TASK REQUIREMENTS ->
Update the rows below by replacing "put a pin" with "place a marker" everywhere it appears, keeping everything else the same. Leave the pictures out of your answer.

MATERIAL ->
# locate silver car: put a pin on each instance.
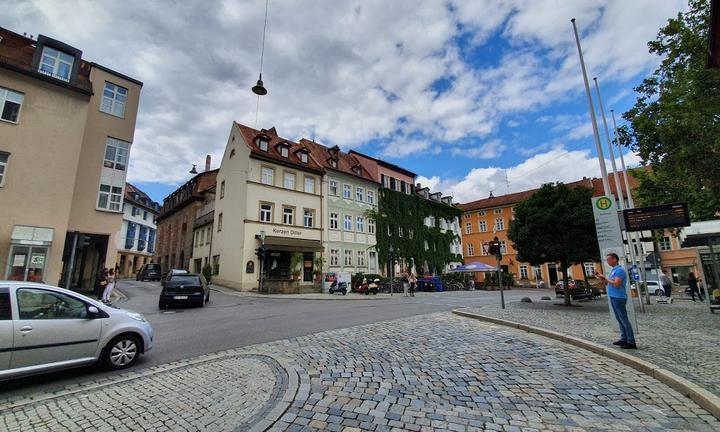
(45, 328)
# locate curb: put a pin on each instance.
(705, 399)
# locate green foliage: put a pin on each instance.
(399, 210)
(556, 224)
(674, 124)
(207, 272)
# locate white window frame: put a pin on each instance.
(120, 151)
(308, 218)
(113, 197)
(113, 100)
(267, 176)
(7, 95)
(266, 212)
(55, 60)
(288, 215)
(309, 185)
(289, 184)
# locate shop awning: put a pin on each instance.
(292, 244)
(35, 236)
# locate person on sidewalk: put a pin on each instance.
(693, 283)
(109, 287)
(666, 283)
(615, 283)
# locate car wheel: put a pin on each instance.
(122, 352)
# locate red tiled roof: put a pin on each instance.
(345, 161)
(249, 134)
(17, 51)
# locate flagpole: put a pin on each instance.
(618, 187)
(598, 145)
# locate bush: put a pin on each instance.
(207, 272)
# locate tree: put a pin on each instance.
(674, 124)
(555, 224)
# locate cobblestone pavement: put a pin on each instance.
(681, 337)
(425, 373)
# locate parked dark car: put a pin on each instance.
(149, 272)
(184, 289)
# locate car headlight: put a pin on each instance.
(136, 316)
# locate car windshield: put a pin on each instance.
(184, 280)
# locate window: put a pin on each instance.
(289, 181)
(665, 244)
(110, 198)
(266, 213)
(288, 215)
(116, 152)
(263, 144)
(3, 167)
(37, 304)
(10, 103)
(113, 101)
(310, 184)
(308, 216)
(268, 176)
(56, 63)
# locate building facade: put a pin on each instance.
(176, 221)
(349, 193)
(66, 129)
(270, 193)
(136, 243)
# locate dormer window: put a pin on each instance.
(56, 63)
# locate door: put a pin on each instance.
(6, 329)
(51, 327)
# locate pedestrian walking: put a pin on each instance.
(109, 287)
(616, 282)
(693, 282)
(666, 283)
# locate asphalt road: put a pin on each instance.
(232, 321)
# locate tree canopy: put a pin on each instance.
(675, 123)
(556, 224)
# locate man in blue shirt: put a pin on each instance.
(615, 283)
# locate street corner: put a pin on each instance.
(224, 392)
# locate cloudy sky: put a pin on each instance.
(472, 95)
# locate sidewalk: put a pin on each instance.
(681, 337)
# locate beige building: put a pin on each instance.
(66, 128)
(272, 186)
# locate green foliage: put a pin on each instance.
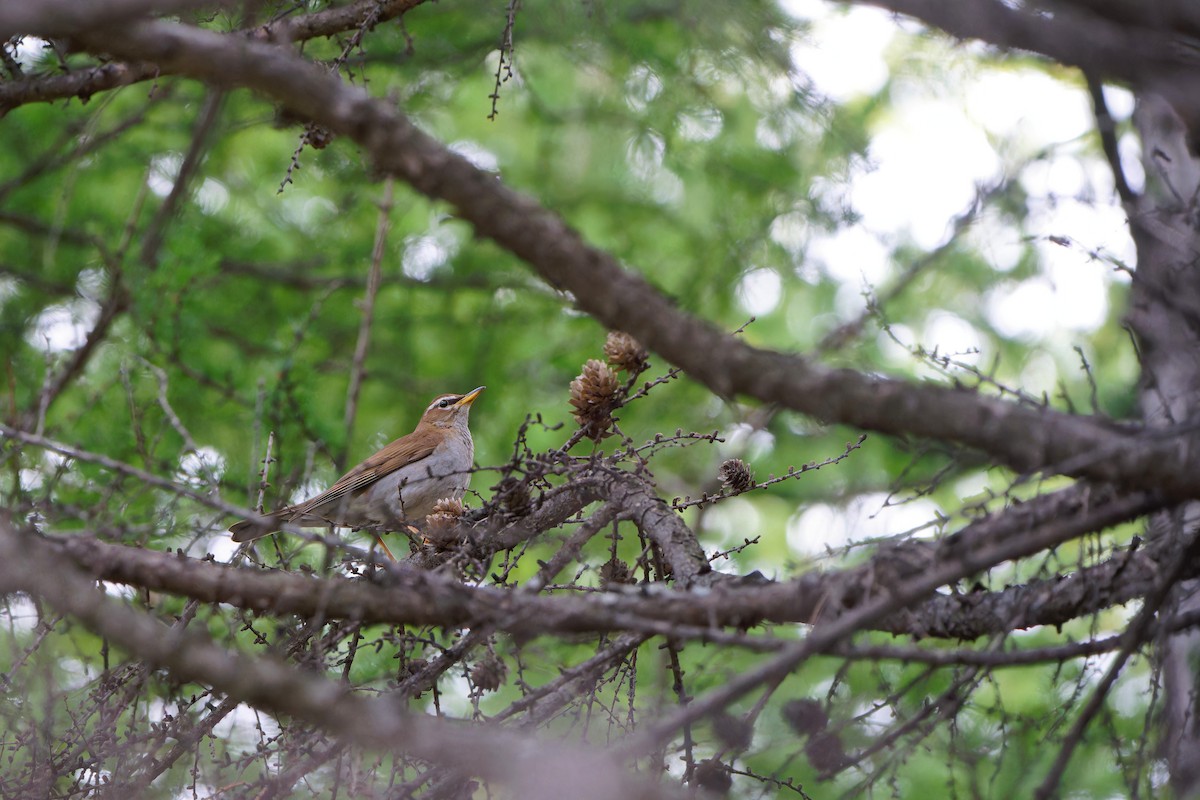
(643, 126)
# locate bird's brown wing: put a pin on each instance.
(407, 450)
(403, 451)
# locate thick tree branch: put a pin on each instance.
(87, 82)
(1018, 435)
(421, 597)
(532, 768)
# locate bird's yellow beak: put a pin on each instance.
(469, 397)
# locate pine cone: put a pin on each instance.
(805, 716)
(615, 572)
(594, 398)
(736, 474)
(489, 674)
(443, 521)
(625, 353)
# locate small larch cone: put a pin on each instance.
(489, 674)
(443, 521)
(736, 474)
(625, 353)
(615, 571)
(594, 398)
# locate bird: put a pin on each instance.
(397, 486)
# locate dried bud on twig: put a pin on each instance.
(443, 521)
(594, 398)
(615, 571)
(489, 674)
(736, 474)
(805, 716)
(625, 353)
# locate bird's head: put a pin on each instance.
(448, 410)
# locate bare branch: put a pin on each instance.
(1024, 438)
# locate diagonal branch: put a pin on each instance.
(533, 768)
(1021, 437)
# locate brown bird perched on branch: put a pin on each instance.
(397, 485)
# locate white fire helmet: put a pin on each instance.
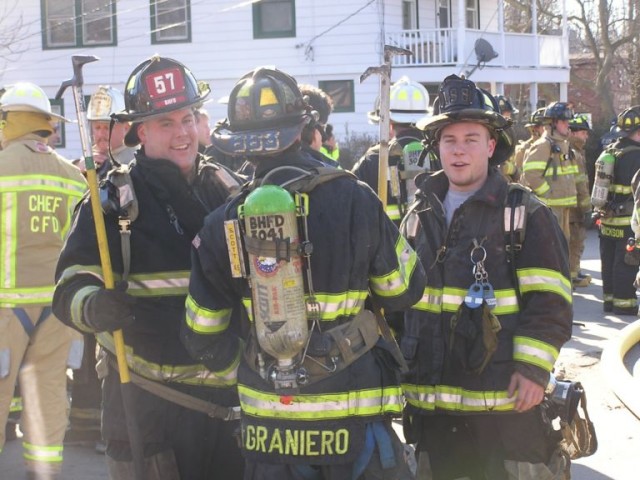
(105, 101)
(27, 97)
(408, 102)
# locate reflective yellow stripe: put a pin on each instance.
(11, 297)
(393, 211)
(571, 201)
(47, 454)
(335, 305)
(205, 321)
(195, 374)
(51, 183)
(8, 240)
(457, 399)
(375, 401)
(542, 189)
(77, 307)
(625, 303)
(621, 189)
(530, 166)
(154, 284)
(544, 280)
(16, 404)
(159, 283)
(624, 221)
(535, 352)
(396, 282)
(332, 305)
(436, 301)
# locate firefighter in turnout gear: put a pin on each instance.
(39, 192)
(318, 384)
(580, 129)
(549, 168)
(536, 129)
(483, 339)
(175, 187)
(107, 140)
(508, 168)
(409, 102)
(623, 159)
(84, 418)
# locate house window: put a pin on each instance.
(473, 19)
(78, 23)
(342, 94)
(409, 15)
(57, 140)
(170, 21)
(274, 19)
(444, 13)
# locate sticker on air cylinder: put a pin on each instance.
(266, 227)
(266, 266)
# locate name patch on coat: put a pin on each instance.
(318, 443)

OUTPUT OF THE EXERCISE ->
# locate silver car: place a marker on each instance.
(45, 328)
# locate curb: place a marker on each instance.
(705, 399)
# locate green foliage: place a marker on each instance.
(399, 210)
(556, 224)
(674, 124)
(207, 272)
# locate white window frame: place a marker on each instance.
(120, 151)
(308, 218)
(113, 197)
(113, 100)
(267, 176)
(7, 95)
(266, 212)
(55, 60)
(288, 215)
(309, 185)
(289, 184)
# locate shop awning: place a marker on each instance.
(292, 244)
(35, 236)
# locate person on sidewalk: place a marker on each instance.
(693, 283)
(109, 287)
(666, 283)
(615, 283)
# locate car wheel: place a marker on each instance.
(122, 352)
# locate red tiled roof: place a marker on each instance.
(345, 161)
(249, 134)
(17, 51)
# locate flagpole: place a marker on each instance.
(618, 187)
(598, 145)
# locate bush: place a marker on each instance.
(207, 272)
# locate tree: place a marker on each instance.
(674, 124)
(555, 224)
# locate cobblestone pavement: place a marker on each instance.
(681, 337)
(425, 373)
# locate parked dark car: place a marker on each instance.
(149, 272)
(184, 289)
# locate car headlight: place a marker on each instance.
(136, 316)
# locate car windshield: place a marker on each instance.
(184, 280)
# locate window: place a marker on each instance.
(289, 181)
(665, 244)
(110, 198)
(266, 213)
(288, 215)
(116, 152)
(263, 144)
(3, 167)
(37, 304)
(10, 103)
(113, 101)
(310, 184)
(308, 216)
(268, 176)
(56, 63)
# locate building facade: place a marker on each instance.
(176, 221)
(349, 193)
(66, 129)
(270, 193)
(136, 243)
# locate dormer window: place a marker on each instance.
(56, 63)
# locate door: place a marker on each instance.
(6, 329)
(51, 327)
# locate pedestrian walking: place a marker on each instance.
(109, 287)
(616, 282)
(693, 282)
(666, 283)
# locate asphalt road: place a marker on each instance.
(232, 321)
# locate tree canopy: place a marker on each instance.
(675, 123)
(556, 224)
# locate man in blue shirt: place a marker on each instance.
(615, 283)
# locate street corner: place a marker on each instance.
(224, 392)
# locate cloudy sky: place a marker on each instance.
(472, 95)
# locate sidewalk: place a marker on each instance.
(681, 337)
# locate beige building: place a marker on each instance.
(66, 128)
(272, 186)
# locate green foliage: place a marker on each instance.
(643, 126)
# locate bird's brown wing: place a marker on each instance.
(407, 450)
(403, 451)
# locate thick tree branch: place a marker on each instance.
(87, 82)
(1018, 435)
(421, 597)
(532, 768)
# locate bird's yellow beak: place a marker on each instance.
(469, 397)
# locate pine cone: place a marker on each instance.
(805, 716)
(615, 572)
(594, 398)
(736, 474)
(489, 674)
(443, 521)
(625, 353)
# locate small larch cone: place a marker on each instance.
(489, 674)
(443, 521)
(736, 474)
(625, 353)
(615, 571)
(594, 398)
# locate bird: place a marker on each instance.
(397, 486)
# locate dried bud on twig: place a marker on each instance.
(443, 521)
(594, 398)
(615, 571)
(489, 674)
(736, 474)
(805, 716)
(625, 353)
# locate bird's head: place a marker on each instance.
(448, 410)
# locate bare branch: place a marker on each instance.
(1024, 438)
# locate diagonal branch: place a marker on each instance.
(533, 768)
(1021, 437)
# locate brown bird perched on branch: place a marker on each instance.
(397, 485)
# locate white fire helmet: place a marker on each instance.
(105, 101)
(27, 97)
(408, 102)
# locate reflective yellow stripe: place a marker on each instance.
(11, 297)
(393, 211)
(571, 201)
(47, 454)
(335, 305)
(205, 321)
(195, 374)
(51, 183)
(8, 240)
(457, 399)
(375, 401)
(542, 189)
(77, 307)
(625, 303)
(621, 189)
(530, 166)
(154, 284)
(544, 280)
(16, 404)
(159, 283)
(624, 221)
(535, 352)
(396, 282)
(332, 305)
(436, 301)
# locate firefighter in turnout gear: place a marker on each instance.
(39, 192)
(318, 384)
(580, 129)
(549, 168)
(536, 129)
(483, 339)
(175, 187)
(107, 140)
(508, 168)
(409, 102)
(623, 159)
(84, 418)
# locate house window: place a marker on each instance.
(473, 19)
(78, 23)
(342, 94)
(409, 15)
(57, 140)
(170, 21)
(274, 19)
(444, 13)
# locate sticker on air cylinder: place a marker on each instance.
(266, 227)
(266, 266)
# locate name patch on coat: place a marker on each instance.
(318, 443)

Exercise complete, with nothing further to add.